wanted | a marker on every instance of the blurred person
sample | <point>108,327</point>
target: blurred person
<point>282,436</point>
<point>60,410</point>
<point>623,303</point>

Task requirements.
Everything from the line containing "sample | <point>108,327</point>" to the end of the listing above must be returned exactly. Both end lines belong in it.

Task output.
sample | <point>108,327</point>
target: blurred person
<point>282,436</point>
<point>60,410</point>
<point>623,303</point>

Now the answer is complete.